| TO DO |
Change "Pinpoint" to "Locate" in the data from the line with "Pinpoint balcony railing in the frame above." up to and including the line with "653;295;1154;895". Give back only those lines, with everything else left as it is.

| ENTRIES SHOWN |
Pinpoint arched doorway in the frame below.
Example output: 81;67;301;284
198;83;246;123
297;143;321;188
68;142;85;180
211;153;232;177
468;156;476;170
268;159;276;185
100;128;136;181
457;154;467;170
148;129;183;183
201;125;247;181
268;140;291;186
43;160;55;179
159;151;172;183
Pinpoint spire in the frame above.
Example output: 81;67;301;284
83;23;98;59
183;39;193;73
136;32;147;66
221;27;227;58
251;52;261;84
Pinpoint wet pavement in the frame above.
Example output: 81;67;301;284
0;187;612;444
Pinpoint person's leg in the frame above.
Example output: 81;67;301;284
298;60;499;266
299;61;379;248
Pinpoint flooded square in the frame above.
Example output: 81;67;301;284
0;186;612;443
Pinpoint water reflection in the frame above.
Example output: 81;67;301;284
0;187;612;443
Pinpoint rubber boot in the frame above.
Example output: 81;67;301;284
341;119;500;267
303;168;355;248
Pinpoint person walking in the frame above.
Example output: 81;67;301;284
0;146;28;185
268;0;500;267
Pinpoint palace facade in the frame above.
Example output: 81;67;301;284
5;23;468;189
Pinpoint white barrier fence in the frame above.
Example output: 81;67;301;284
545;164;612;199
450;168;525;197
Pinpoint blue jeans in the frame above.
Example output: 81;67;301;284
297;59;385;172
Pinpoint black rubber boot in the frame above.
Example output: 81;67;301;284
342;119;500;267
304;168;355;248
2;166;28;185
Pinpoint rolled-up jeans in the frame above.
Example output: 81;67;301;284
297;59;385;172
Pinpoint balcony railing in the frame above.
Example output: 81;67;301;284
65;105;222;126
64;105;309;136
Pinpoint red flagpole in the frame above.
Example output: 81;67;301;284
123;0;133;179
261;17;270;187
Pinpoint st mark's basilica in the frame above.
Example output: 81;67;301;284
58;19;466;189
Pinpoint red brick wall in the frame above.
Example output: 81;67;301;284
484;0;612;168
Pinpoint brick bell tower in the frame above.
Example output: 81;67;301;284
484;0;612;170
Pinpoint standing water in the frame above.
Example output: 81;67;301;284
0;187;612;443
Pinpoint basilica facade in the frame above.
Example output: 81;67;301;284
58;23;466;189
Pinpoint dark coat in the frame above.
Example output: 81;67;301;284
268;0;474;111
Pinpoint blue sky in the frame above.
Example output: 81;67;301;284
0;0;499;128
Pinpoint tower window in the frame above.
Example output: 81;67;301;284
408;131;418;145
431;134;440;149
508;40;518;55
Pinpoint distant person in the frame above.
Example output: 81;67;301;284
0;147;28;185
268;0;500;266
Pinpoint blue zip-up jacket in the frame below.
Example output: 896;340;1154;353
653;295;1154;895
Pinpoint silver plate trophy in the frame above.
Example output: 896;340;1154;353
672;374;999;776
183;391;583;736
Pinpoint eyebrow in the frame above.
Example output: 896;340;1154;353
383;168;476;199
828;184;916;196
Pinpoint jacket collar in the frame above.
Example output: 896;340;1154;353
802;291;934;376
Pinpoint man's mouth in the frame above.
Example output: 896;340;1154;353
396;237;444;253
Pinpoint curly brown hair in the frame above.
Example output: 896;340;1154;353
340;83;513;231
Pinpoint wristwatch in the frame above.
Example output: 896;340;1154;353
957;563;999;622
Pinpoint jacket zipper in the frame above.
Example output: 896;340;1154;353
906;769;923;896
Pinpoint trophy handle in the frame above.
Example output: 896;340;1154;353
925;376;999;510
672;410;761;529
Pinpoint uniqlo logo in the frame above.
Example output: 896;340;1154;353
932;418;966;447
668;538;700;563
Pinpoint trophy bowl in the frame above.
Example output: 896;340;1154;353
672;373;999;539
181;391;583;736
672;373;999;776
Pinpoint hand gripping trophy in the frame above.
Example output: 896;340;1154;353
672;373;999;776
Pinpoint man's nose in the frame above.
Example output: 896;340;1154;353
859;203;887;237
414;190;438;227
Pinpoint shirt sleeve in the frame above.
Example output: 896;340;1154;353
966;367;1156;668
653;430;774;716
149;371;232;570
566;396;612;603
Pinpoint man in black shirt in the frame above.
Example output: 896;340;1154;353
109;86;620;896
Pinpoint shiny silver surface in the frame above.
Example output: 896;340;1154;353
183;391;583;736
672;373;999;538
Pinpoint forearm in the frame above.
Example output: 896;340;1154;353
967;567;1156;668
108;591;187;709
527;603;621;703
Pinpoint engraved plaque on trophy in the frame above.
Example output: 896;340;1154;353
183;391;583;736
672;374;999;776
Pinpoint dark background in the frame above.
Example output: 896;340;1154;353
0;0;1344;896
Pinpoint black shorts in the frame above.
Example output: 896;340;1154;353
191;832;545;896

| ANSWER IN FULL |
Locate balcony railing in the frame above.
Example output: 81;67;301;284
65;105;222;126
64;105;309;136
Locate red flagpole in the frame above.
Example output: 81;67;301;284
123;0;133;179
261;17;270;187
Locate st mark's basilica in the frame above.
Example output: 81;67;301;284
58;19;466;189
Locate red brick wall in the frame above.
Example output: 81;67;301;284
484;0;612;168
Locate brick bell tower in the frame above.
Example output: 81;67;301;284
484;0;612;170
Locate standing water in the frame above.
Example output: 81;67;301;284
0;187;612;443
Locate basilica facade in the frame above.
Example output: 81;67;301;284
58;23;466;189
Locate dark coat in the frame above.
Example output: 81;67;301;284
268;0;474;111
Locate blue sky in the frame above.
Example output: 81;67;301;284
0;0;499;128
Locate tower window in the frame above.
Example output: 81;67;301;284
408;131;418;145
431;134;440;149
508;40;518;55
Locate distant person in the frame above.
Example output: 81;67;301;284
0;147;28;185
268;0;500;266
Locate blue zip-up jacket in the frame below.
Example output: 896;340;1154;353
653;295;1154;895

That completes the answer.